▸ Texte fourni:

:::::

Yvette Roudy, née Saldou
Le parcours d'Yvette Roudy, militante socialiste et féministe, est remarquable en raison de sa trajectoire sociale ascendante, ce qui est finalement assez rare dans la vie politique, même à gauche.
Fille de Jeanne et Joseph Saldou, elle est née à Pessac, en Gironde, le 10 avril 1929, dans un milieu très modeste. Son père, ouvrier dans la métallurgie, est revenu de la guerre de 1914-1918 avec une pension d'invalidité et est devenu employé de la ville de Pessac. Il est proche de la SFIO. Yvette a développé un caractère indépendant, réagissant contre la formule de ses parents, « Ça, ça n'est pas pour nous » et contre l'autorité paternelle. Sa mère décède d'un cancer alors qu'Yvette n'a pas 12 ans. Elle a un frère, Pierre, et une sœur, Simone.
Elle obtient son certificat d'études mais son père refuse qu'elle aille au lycée. Elle apprend alors dans une école pratique la sténographie et devient secrétaire-comptable dans une conserverie de poisson bordelaise.
En 1948, à 17 ans, elle rencontre Pierre Roudy, âgé de 18 ans, lycéen, qui travaille à la poste la nuit. Il sera son pygmalion. Ils se marient le 16 juillet 1951 et partent à Glasgow pour trois ans, ce qui permet à Yvette de perfectionner sa connaissance de l'anglais. De retour à Bordeaux en 1955, Yvette réussit son baccalauréat et prend un emploi dans une compagnie américaine. Quand cette compagnie se déplace à Paris en 1956, le couple décide de s'y installer. Pierre, qui organise des activités théâtrales au lycée où il enseigne l'anglais, présente une pièce adaptée par Colette Audry. En 1963, Colette Audry, intellectuelle, éditrice, propose à Yvette Roudy de traduire The Feminine Mystique, de Betty Friedan, et lui fait découvrir le Mouvement démocratique féminin qu'elle rejoint en 1964. Cet engagement militant lui permet de rencontrer l'autre femme qui a marqué sa vie : Marie-Thérèse Eyquem. A l'automne 1965, elle fonde un journal bi-mensuel, La femme du XXe siècle, édité par le MDF, dont elle restera directrice jusqu'à sa disparition en 1971, à la suite à la fondation du nouveau Parti socialiste.

:::::

▸ Données fournies:
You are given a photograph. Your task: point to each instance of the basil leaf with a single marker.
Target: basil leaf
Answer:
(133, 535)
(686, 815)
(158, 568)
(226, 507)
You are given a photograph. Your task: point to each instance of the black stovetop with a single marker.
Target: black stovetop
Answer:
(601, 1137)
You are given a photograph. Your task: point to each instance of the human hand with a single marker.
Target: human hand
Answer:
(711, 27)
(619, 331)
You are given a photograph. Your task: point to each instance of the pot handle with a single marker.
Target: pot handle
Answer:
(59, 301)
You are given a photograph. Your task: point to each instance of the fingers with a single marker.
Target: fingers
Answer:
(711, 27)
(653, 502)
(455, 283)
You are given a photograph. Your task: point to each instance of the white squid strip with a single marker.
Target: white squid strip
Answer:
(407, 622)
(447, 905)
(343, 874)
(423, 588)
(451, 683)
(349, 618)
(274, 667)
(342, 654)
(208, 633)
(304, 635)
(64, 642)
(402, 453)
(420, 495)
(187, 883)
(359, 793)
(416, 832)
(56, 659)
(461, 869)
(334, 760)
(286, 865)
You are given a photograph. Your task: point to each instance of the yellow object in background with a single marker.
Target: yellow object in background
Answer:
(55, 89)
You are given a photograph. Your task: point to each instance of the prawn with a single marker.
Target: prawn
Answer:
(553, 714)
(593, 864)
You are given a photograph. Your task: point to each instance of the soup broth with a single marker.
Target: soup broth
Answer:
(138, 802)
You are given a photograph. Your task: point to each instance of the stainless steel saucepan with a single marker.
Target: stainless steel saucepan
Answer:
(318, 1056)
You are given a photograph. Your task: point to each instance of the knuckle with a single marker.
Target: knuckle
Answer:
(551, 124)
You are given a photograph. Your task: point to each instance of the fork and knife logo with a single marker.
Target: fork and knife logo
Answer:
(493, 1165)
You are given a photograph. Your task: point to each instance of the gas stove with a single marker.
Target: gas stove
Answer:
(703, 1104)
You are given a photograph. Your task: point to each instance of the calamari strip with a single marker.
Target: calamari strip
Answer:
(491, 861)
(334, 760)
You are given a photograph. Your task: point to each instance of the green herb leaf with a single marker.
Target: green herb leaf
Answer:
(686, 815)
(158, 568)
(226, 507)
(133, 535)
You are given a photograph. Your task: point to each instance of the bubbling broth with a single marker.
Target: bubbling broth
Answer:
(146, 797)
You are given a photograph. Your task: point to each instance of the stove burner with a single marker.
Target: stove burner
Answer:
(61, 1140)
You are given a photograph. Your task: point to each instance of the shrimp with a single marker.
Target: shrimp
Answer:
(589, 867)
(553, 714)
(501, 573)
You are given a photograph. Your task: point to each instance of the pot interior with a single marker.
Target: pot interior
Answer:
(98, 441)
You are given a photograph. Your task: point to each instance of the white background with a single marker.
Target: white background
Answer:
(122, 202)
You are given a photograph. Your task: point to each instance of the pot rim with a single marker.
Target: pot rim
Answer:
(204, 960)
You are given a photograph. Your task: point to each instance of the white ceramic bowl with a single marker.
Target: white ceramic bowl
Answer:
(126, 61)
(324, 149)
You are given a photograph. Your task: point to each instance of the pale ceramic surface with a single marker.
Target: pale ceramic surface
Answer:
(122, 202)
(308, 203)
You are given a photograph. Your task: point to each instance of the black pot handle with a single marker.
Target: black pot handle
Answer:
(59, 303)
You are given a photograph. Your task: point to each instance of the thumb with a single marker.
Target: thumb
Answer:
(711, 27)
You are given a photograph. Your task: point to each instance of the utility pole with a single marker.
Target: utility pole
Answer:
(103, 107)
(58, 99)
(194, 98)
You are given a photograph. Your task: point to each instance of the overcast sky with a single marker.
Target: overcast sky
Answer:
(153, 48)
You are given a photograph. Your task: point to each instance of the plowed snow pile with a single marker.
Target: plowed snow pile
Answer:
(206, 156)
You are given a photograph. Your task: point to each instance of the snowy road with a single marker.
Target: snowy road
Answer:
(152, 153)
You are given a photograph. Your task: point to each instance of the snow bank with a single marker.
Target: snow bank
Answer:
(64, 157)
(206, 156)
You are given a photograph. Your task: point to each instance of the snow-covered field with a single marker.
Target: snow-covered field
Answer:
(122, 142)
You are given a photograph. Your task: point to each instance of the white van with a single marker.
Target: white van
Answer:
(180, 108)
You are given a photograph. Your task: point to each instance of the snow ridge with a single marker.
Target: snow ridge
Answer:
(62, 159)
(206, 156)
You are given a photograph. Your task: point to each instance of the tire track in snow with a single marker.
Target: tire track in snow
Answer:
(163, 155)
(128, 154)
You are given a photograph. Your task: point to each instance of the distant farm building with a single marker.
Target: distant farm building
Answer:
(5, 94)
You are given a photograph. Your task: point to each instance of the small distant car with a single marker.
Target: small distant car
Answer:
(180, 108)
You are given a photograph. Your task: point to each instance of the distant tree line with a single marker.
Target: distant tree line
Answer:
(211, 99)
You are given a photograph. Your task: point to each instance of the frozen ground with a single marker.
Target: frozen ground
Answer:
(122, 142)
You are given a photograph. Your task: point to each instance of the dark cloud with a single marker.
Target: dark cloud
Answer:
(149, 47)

:::::

▸ Exercices à faire:
- a) Répondez aux questions suivantes à partir du texte sur Yvette Roudy.
(i) Dans quelle ville est née Yvette Roudy ?
(ii) Dans quelle entreprise travaille-t-elle comme secrétaire-comptable ?
(iii) Quel ouvrage Colette Audry lui propose-t-elle de traduire en 1963 ?
- b) Poursuivez, s'il vous plaît, le texte sur Yvette Roudy à partir de sa dernière phrase.

▸ Corrigé des activités:
- a)
(i) À Pessac, en Gironde.
(ii) Dans une conserverie de poisson bordelaise.
(iii) The Feminine Mystique, de Betty Friedan.

- b)
1965 : Yvette Roudy devient « journaliste », et débute une riche carrière militante, tout en protégeant le domaine privé, où demeure la présence discrète de son mari-compagnon, Pierre Roudy.
L'héritage familial
L'ouvrage autobiographique d'Yvette Roudy, A cause d'elles, publié pendant qu'elle était ministre des Droits de la femme, commence par ces mots : « A seize ans, j'entrai comme dactylo dans une conserverie de poisson ». Avec humour, elle aurait pu titrer l'ouvrage Fille du peuple, pour parodier Maurice Thorez. Mais il n'y a point d'ouvriérisme dans le propos. Et au contraire, elle assume sa farouche volonté de refuser le destin social qui attend les enfants de sa condition, et, double refus, le destin spécifique des filles.
« N'avais-je pas entendu tout au long de mon enfance et de mon adolescence cette phrase résignée qui me fait encore bondir : « Ça, ça n'est pas pour nous ! » Mon père et ma mère n'arrêtaient pas de la répéter et je ne la comprenais pas. Ni à huit ans, ni à quatorze ans, ni à dix-sept ans. Je crois que je ne la comprendrai jamais. Je suis convaincue que mon engagement politique vient de cette opiniâtreté à ne pas vouloir admettre que certaines choses soient interdites à beaucoup, autorisées à quelques uns », raconte-t-elle.
Son père lui ne se pose pas de questions, explique-t-elle. Il entre à l'usine à 12 ans, subit la guerre, est blessé à Verdun, et trouve un modeste emploi pour invalide dans la banlieue de Bordeaux. Sa mère, Jeanne Dicharry, fille de pauvres métayers, a appris le respect craintif du maître, « Lou Moussu », propriétaire tout puissant des terres. Elle meurt prématurément.
La famille demeure soudée autour du pater familias – « Qui est le maître ici ? » - mais perturbée par les ennuis du père avec le maire, son employeur, puis par sa fuite vers des plaisirs extérieurs à la maisonnée. Yvette Roudy refuse très tôt de jouer la ménagère idéale, se cache pour lire, et n'a d'autre issue que de s'inscrire dans une école pratique.
Pierre et Yvette Roudy : un couple discret
« Pierre est un féministe » déclare Yvette Roudy. « Nous nous sommes connus jeunes. Il m'a ouvert les portes de la culture et m'a beaucoup encouragée. C'est le compagnon d'une vie. Il ne s'intéresse pas à la politique. C'est avant tout un homme de théâtre et de culture » .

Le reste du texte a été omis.